***** GIVEN PASSAGE

# 96 200sx dying at idle



## Jade01 (May 3, 2004)

Hi Guys,

Lately my 200sx has been dying at idle. Not when I first start it, but after I drive for about 5 or 10 minutes and especially after I get off the freeway it will die at stop lights. Right before and after this happens there is a strong gas smell, then the idle drops to about 600 and it dies. Usually after that it has to sit for about 5 minutes before it will start again. Sometimes before it dies the tach will start jumping up and down from about 700 to about 3000. It has a brand new o2 censor and the fuel pump is about a year old. It has MSD injection, High flow intake and exhaust and a racing header. Does anyone know what might be causing this?


----------



## Token Moron (Mar 28, 2003)

how r the spark plugs?


----------



## payk (May 5, 2004)

**********

▸ **PARTS OF THE EXERCISE**
[a] Answer these questions about the thread on the 200sx dying at idle:
(i) About how many minutes of driving pass before the stalling starts?
(ii) How long does the car usually have to sit before it will start again?
(iii) What part does Token Moron ask about?
[b] Return the stretch of the thread on the 200sx dying at idle from "## Jade01 (May" through "the spark plugs?", copied word for word.
[c] Write the next part of the thread on the 200sx dying at idle, picking up right after its last line.
The records play no part in this work.

***** INFORMATION SUPPLIED

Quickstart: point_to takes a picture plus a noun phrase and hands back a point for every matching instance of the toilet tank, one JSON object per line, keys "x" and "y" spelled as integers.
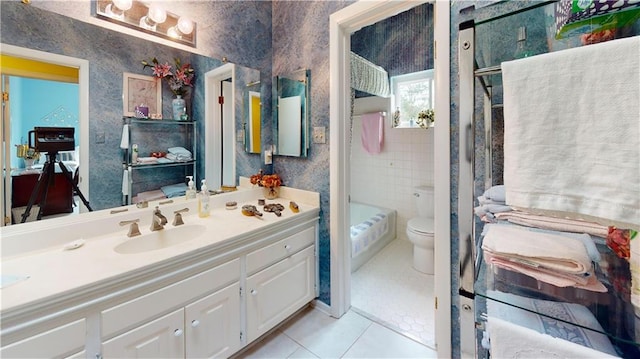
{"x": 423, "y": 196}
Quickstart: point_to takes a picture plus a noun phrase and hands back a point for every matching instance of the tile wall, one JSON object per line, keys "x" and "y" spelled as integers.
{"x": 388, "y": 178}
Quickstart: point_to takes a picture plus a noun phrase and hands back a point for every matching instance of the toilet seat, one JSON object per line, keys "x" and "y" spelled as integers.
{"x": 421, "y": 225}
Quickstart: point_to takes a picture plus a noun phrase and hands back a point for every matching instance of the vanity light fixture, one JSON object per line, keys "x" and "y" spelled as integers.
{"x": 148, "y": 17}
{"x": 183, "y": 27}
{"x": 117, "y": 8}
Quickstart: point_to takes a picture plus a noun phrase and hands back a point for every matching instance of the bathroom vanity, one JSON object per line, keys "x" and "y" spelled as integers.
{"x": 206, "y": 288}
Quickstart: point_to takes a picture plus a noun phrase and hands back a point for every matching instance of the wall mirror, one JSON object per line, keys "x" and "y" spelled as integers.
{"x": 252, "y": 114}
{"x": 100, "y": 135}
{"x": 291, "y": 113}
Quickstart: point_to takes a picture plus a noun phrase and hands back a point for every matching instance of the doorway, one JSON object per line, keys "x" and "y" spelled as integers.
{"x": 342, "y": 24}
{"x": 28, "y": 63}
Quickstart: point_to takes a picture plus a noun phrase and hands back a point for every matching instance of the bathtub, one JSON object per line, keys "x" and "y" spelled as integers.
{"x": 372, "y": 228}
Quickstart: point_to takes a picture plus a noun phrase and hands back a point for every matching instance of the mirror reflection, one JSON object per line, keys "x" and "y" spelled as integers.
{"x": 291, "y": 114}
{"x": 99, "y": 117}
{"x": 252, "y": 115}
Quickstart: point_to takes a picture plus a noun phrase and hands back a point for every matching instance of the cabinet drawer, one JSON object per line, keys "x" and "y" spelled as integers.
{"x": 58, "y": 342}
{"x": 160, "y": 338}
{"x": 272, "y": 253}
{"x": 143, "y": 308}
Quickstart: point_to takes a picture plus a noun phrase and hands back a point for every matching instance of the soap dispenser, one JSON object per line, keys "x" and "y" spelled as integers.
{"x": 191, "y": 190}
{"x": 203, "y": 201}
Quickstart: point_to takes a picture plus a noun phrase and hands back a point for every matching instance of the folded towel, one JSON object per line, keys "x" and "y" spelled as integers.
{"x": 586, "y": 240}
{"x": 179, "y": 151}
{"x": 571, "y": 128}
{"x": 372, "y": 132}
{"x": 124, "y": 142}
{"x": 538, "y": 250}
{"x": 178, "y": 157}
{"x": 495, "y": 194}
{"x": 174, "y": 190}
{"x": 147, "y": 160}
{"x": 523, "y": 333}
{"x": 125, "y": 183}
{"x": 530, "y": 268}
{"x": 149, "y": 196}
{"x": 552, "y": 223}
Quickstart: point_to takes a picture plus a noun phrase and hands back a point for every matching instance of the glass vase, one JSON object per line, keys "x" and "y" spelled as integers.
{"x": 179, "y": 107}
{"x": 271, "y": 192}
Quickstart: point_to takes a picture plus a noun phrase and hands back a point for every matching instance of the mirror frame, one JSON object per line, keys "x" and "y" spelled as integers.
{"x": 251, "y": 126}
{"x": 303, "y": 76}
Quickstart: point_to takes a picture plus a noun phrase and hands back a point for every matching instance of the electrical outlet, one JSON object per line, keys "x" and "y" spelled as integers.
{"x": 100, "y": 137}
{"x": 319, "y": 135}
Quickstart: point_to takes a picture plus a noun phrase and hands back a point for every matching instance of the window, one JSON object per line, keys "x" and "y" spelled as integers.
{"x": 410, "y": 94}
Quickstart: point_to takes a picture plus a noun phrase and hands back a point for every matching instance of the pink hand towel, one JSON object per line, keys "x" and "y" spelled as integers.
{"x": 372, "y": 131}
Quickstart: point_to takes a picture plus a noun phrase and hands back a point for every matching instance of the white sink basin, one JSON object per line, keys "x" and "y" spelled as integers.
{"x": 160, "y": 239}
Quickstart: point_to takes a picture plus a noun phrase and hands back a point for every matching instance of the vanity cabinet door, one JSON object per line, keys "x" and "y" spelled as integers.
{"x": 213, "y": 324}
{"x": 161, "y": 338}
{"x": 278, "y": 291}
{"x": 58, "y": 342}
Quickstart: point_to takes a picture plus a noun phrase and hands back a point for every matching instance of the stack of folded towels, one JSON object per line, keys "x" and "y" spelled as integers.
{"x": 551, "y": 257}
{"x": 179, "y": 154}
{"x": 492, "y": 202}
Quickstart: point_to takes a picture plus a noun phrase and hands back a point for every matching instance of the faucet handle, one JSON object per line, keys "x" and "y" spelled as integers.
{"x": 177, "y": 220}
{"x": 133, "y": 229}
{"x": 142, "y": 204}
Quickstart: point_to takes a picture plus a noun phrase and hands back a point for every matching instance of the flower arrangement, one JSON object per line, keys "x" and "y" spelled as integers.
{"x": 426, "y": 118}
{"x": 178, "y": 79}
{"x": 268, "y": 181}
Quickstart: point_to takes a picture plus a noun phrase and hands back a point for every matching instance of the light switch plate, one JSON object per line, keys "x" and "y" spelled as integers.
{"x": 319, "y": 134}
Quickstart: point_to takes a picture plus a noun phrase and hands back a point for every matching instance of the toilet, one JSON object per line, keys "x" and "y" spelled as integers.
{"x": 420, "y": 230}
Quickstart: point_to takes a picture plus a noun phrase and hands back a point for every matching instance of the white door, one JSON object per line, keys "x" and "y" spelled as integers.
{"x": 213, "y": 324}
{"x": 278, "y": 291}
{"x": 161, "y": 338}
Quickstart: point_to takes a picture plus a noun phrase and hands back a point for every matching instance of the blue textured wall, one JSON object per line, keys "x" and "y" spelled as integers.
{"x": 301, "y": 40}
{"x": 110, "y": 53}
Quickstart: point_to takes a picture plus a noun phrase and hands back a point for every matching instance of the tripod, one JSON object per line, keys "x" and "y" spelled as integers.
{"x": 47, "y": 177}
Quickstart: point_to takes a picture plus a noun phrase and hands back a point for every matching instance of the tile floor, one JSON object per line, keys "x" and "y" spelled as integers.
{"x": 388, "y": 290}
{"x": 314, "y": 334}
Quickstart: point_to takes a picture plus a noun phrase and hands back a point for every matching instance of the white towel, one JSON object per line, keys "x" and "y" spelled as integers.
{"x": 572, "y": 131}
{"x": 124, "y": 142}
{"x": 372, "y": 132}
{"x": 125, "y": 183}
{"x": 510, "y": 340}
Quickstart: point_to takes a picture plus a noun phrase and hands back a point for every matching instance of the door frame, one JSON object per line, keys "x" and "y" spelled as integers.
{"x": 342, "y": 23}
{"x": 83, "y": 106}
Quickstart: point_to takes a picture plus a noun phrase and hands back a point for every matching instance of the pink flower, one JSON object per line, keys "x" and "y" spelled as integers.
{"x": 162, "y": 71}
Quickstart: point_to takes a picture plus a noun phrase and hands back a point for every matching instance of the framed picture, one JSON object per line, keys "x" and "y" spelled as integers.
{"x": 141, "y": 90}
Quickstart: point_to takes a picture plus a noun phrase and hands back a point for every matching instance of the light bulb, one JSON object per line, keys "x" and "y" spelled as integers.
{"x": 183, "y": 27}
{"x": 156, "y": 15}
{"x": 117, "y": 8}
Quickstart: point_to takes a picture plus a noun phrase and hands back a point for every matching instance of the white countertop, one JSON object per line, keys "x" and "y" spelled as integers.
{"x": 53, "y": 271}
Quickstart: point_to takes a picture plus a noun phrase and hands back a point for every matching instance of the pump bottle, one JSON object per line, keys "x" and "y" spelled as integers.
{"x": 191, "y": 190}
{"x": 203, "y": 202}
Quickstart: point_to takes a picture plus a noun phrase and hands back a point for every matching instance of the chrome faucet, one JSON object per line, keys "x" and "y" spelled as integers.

**********

▸ **TASK-BY-TASK OUTPUTS**
[a]
(i) About 5 or 10 minutes.
(ii) About 5 minutes.
(iii) The spark plugs.

[b]
## Jade01 (May 3, 2004)

Hi Guys,

Lately my 200sx has been dying at idle. Not when I first start it, but after I drive for about 5 or 10 minutes and especially after I get off the freeway it will die at stop lights. Right before and after this happens there is a strong gas smell, then the idle drops to about 600 and it dies. Usually after that it has to sit for about 5 minutes before it will start again. Sometimes before it dies the tach will start jumping up and down from about 700 to about 3000. It has a brand new o2 censor and the fuel pump is about a year old. It has MSD injection, High flow intake and exhaust and a racing header. Does anyone know what might be causing this?


----------



## Token Moron (Mar 28, 2003)

how r the spark plugs?

[c]
*check the tps*

there is a sensor by the throttle body above the tps
held down by two screws (phillips) ,it has a connector on it
pull it out and spray it with wd40 and bolw dry
that should fix that idle prob


----------



## DanTheMan (Jan 12, 2003)

*TPS? How about the idle adjustment?*



payk said:


> there is a sensor by the throttle body above the tps
> held down by two screws (phillips) ,it has a connector on it
> pull it out and spray it with wd40 and bolw dry
> that should fix that idle prob


OK, personally I've done a load of timing adjustment and idle adjust on my 97
1.6 200sx se. (should be done now that I got good directions)
As far as I know the TPS has nothing to do with idle speed at least on the 97,
it's all about the idle adjustment screw (which apparently you don't want to adjust unless the car is in timing mode) A hanes manuall is the best $5 mod you can buy! Just get one for the 96'. The fuel smell could be alot of stuff or just a left-over smell from the car dying due to the lack of sufficient o2 to burn all the gas there is naturally some left that gets spit into the header.

I do not like MSD ignitions, I know more power hotter spark etc....
I just think it's safer and much more reliable to use the stock ignition sys.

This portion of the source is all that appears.